* **About this exercise**
The line bearing "Target: nose wheel", together with all lines after it to the end of the material, should be repeated exactly; leave out everything else.

* **Input**
===============

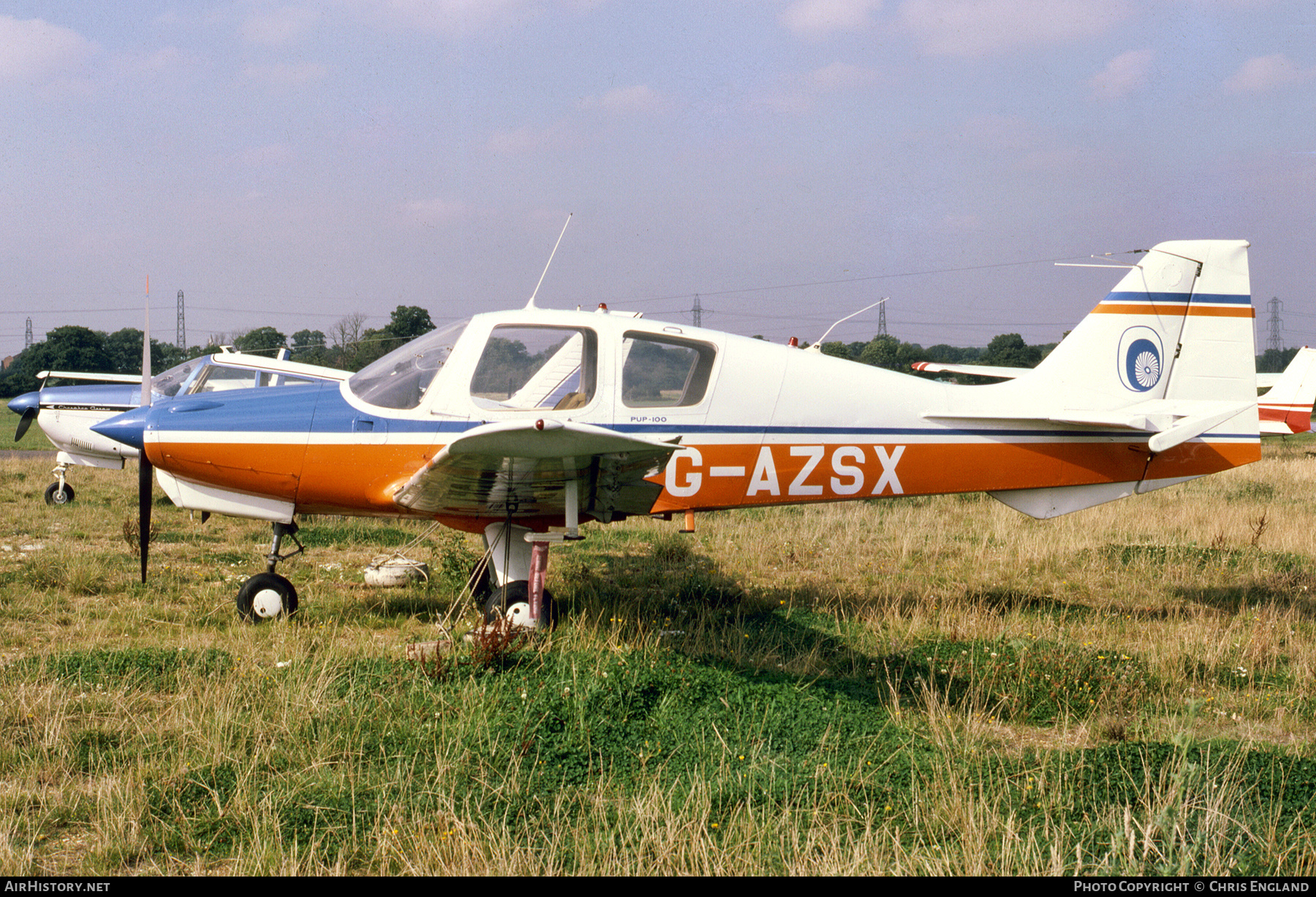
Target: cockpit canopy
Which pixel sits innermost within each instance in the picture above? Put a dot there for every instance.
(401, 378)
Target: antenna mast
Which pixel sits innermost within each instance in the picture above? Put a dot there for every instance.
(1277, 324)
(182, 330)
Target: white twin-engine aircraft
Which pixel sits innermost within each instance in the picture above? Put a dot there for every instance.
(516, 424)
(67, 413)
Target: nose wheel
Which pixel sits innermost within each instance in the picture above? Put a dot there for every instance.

===============

* **Your response**
Target: nose wheel
Which pixel sits innermost within each instance in the picture above? Put a dot there for every instance.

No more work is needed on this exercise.